Short exercise A
In the article excerpt below about repos and the financial crisis, what served to a large extent as collateral for repos?

Given passage
Academic journal article Business Economics

E-Coli, Repo Madness, and the Financial Crisis

Academic journal article Business Economics

E-Coli, Repo Madness, and the Financial Crisis

Article excerpt

All bond prices plummeted (spreads rose) during the financial crisis, not just the prices of subprime-related bonds. These price declines were because of a banking panic in which institutional investors and firms refused to renew sale and repurchase agreements (repos)--short-term, collateralized, agreements that the U.S. Federal Reserve rightly used to count as money. Collateral for repos was, to a large extent, securitized bonds. Firms were forced to sell assets as a result of the banking panic, reducing all bond prices and creating losses. There is nothing mysterious or irrational about the panic. There were genuine fears about the locations of subprime risk concentrations among counterparties. This banking system (the "shadow" or "parallel" banking system)--repos based on securitization--is a genuine banking system, as large as the traditional, regulated banking system. It is of critical importance to the economy because it is the funding basis for the traditional banking system. Without it, traditional banks will not lend and credit will not be created.

Business Economics (2010) 45, 164-173.

Keywords: repo, financial crisis, panic, securitization, collateral


  Unfortunately the subject [of the Panic of 1837] has been connected
  with the party politics of the day. Nothing can be more unfavorable
  to the development of truth, on questions in political economy, than
  such a connection. A good deal which is false, with some admixture of
  truth, has been put forward by political partisans on either side. As
  it is the wish of the writer that the subject should be discussed on
  its own merits and free from such contaminating connection, he has
  avoided as much as possible all reference to the political parties of
  the day. (Appleton [1857], May 1841)

Short exercise B
Count the lines in the records below that contain the string "cucumber", with case counting, and give only the number.

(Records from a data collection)
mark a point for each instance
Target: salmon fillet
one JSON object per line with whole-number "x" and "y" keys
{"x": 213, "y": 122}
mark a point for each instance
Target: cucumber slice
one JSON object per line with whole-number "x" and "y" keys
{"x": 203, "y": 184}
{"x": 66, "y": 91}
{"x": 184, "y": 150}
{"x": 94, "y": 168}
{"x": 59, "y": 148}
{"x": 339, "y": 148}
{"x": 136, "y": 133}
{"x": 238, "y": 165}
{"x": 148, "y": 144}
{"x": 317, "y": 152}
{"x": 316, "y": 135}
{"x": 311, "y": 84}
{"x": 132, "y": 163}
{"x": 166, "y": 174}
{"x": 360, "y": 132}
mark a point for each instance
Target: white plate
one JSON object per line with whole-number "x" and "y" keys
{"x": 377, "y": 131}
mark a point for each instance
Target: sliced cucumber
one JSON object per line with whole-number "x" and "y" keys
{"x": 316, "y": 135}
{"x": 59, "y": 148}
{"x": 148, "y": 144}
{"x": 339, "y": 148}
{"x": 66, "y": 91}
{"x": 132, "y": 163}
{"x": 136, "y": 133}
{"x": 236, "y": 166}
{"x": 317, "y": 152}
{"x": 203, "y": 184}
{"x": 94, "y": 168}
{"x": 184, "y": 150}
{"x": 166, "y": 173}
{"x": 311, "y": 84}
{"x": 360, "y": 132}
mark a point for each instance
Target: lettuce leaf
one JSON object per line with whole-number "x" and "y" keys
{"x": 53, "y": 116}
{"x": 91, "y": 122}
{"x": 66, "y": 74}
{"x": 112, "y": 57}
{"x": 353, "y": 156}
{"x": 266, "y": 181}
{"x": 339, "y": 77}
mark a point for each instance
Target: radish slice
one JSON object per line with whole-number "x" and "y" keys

Exercise response A
Securitized bonds.

Exercise response B
2